START Source data

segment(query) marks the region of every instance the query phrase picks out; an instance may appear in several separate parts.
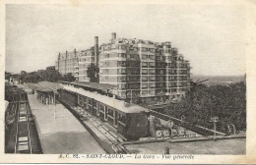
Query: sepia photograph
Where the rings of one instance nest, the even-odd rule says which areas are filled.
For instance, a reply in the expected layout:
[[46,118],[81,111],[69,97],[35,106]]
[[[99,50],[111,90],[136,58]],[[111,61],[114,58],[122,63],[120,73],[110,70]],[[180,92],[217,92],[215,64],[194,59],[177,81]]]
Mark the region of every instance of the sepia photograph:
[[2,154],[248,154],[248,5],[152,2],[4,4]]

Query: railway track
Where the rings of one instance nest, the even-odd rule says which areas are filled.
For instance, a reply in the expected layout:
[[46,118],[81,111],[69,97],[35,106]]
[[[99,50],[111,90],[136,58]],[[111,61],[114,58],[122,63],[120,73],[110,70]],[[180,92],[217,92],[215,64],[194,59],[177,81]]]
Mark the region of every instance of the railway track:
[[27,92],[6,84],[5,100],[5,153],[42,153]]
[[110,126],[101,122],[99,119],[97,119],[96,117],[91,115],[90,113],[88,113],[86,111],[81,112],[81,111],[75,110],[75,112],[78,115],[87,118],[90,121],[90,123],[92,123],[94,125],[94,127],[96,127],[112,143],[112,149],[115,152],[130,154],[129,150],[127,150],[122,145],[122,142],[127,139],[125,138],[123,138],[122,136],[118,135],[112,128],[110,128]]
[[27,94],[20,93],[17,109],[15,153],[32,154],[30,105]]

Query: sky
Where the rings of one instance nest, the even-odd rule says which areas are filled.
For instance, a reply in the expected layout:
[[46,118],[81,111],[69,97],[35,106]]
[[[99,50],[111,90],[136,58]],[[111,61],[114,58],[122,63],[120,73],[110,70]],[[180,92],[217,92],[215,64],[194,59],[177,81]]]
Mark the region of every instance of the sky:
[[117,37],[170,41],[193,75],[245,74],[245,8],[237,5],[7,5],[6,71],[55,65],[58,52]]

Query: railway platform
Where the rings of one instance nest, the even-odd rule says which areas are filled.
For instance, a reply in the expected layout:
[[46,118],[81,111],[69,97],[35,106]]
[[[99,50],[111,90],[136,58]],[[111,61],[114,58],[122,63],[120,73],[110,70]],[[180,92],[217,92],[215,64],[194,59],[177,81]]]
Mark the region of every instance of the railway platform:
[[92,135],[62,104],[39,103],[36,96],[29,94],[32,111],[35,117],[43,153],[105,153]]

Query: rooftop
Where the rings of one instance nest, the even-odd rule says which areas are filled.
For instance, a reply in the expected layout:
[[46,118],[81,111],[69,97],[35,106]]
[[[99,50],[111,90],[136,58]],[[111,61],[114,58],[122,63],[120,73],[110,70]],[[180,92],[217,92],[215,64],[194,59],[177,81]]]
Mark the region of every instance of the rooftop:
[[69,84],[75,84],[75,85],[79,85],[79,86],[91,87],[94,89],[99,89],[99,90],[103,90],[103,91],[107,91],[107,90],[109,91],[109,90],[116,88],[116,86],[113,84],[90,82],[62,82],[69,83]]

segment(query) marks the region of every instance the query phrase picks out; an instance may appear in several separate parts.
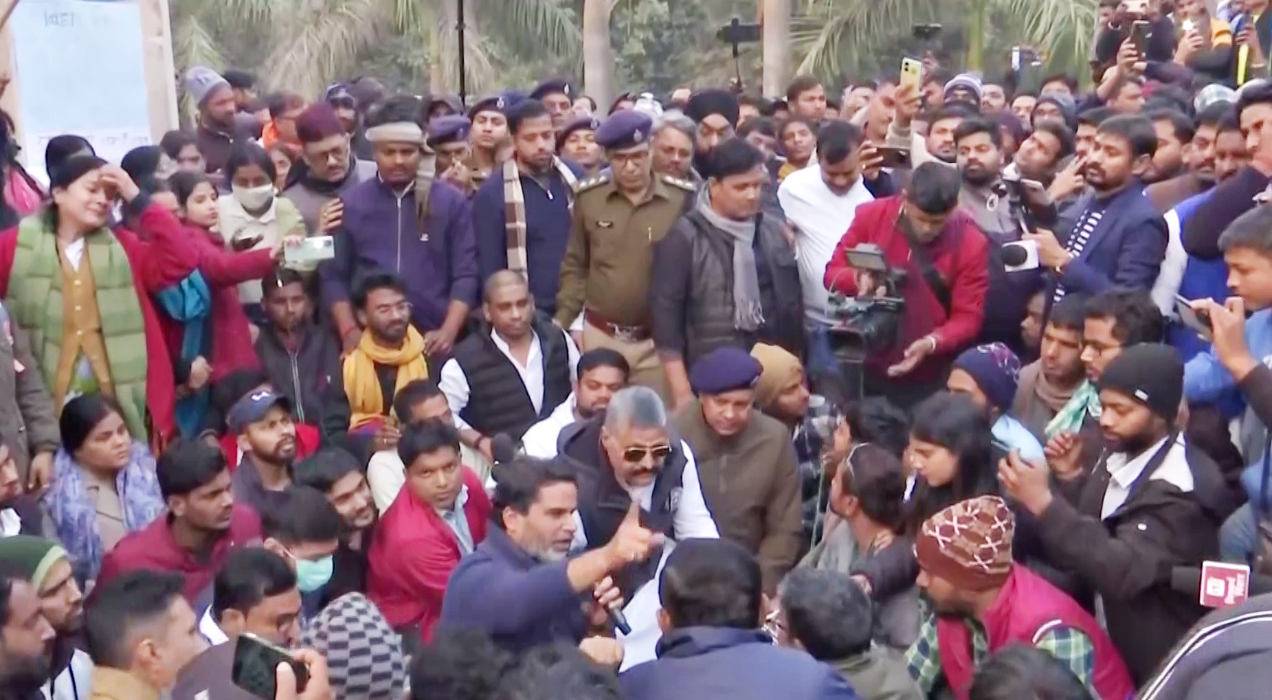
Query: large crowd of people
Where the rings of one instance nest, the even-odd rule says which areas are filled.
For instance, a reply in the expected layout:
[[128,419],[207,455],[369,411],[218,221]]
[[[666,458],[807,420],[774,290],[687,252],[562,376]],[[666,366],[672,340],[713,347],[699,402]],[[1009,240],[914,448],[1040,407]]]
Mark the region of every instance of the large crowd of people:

END Source data

**Task prompt:**
Copy the listing word for word, from the line containing "Query: railway track" through the line containing "[[27,92],[6,84],[5,100],[5,153],[42,153]]", with both of those lines included.

**Exercise answer:**
Query: railway track
Where the rings of one instance nest, the even-odd rule says which areas are filled.
For instance, a reply in the expected layout:
[[46,118],[81,111],[69,97],[35,106]]
[[[99,50],[111,90],[136,58]],[[111,61],[114,58],[122,63],[120,73],[110,70]],[[180,92],[217,92],[215,64],[194,59],[177,81]]]
Mark the region of every instance of the railway track:
[[27,92],[6,84],[5,100],[5,153],[42,153]]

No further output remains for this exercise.